- THE TASK
Go through the records and count every line that holds "positive". Only the number belongs in the reply.

(Stored records)

BEGIN

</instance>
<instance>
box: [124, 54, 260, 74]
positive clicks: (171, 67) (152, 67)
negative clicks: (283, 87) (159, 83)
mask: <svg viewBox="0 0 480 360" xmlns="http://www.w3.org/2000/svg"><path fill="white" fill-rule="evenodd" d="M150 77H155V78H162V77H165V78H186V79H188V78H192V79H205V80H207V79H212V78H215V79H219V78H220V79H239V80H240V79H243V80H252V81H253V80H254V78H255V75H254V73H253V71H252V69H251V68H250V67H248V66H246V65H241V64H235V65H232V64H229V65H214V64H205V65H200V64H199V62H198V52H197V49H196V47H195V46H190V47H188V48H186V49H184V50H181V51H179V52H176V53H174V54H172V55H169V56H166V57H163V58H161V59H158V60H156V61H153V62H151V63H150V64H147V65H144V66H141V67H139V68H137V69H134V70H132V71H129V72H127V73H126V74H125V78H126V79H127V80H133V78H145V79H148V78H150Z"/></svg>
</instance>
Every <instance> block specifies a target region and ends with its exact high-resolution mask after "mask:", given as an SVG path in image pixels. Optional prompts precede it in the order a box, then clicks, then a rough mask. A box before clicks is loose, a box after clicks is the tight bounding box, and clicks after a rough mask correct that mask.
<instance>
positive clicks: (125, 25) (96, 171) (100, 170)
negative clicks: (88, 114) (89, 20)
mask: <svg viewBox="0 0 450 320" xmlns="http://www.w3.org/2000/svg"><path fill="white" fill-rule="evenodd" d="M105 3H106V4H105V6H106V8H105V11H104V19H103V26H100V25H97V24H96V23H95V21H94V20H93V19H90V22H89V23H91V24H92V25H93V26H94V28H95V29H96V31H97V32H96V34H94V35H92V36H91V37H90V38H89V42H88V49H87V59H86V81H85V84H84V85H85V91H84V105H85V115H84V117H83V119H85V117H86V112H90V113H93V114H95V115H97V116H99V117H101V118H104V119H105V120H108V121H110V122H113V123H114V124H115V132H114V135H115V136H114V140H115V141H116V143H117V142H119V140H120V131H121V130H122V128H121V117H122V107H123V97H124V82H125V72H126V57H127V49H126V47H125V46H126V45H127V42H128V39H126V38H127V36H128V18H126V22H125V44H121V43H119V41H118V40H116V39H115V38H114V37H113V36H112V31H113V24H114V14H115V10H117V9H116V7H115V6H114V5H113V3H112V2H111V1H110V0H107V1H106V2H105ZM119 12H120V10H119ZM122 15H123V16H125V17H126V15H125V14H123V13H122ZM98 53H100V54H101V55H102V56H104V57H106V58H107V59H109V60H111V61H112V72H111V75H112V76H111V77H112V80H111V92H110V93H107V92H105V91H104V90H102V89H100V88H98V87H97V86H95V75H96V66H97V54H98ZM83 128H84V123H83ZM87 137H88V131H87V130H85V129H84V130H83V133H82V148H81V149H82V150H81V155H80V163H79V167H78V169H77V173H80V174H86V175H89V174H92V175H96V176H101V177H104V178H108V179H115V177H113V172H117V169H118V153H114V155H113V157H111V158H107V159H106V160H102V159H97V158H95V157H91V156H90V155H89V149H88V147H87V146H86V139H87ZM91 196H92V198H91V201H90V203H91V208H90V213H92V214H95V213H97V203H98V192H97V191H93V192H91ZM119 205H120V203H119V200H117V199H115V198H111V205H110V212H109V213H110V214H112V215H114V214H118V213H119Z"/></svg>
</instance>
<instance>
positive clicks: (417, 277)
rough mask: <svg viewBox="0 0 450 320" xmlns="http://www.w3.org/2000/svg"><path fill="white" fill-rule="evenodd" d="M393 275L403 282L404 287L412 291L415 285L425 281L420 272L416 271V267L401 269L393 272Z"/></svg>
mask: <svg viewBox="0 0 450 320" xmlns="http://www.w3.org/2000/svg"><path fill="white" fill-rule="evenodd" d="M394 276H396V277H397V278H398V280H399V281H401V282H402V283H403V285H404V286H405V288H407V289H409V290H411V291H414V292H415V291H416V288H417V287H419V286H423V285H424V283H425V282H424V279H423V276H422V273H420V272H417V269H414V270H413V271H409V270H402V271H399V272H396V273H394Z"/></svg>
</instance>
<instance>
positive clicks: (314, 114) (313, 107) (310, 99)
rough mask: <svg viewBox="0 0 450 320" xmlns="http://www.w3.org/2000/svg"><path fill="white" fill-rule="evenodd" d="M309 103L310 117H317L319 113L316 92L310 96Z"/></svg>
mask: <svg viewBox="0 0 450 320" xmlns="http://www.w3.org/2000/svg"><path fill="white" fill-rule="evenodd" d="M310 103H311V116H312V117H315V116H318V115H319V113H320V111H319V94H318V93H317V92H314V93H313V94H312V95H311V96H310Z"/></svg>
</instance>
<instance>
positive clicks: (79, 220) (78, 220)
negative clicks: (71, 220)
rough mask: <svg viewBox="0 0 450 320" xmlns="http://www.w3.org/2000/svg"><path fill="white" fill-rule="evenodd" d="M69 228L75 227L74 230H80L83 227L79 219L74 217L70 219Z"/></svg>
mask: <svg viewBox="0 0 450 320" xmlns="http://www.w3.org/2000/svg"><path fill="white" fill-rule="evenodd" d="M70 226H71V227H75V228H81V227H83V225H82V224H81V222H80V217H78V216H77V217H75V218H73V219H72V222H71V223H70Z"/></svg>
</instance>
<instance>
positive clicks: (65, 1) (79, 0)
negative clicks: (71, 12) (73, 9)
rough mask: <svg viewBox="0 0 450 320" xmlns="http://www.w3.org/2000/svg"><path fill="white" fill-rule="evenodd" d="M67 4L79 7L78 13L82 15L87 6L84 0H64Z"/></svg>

END

- ANSWER SPACE
6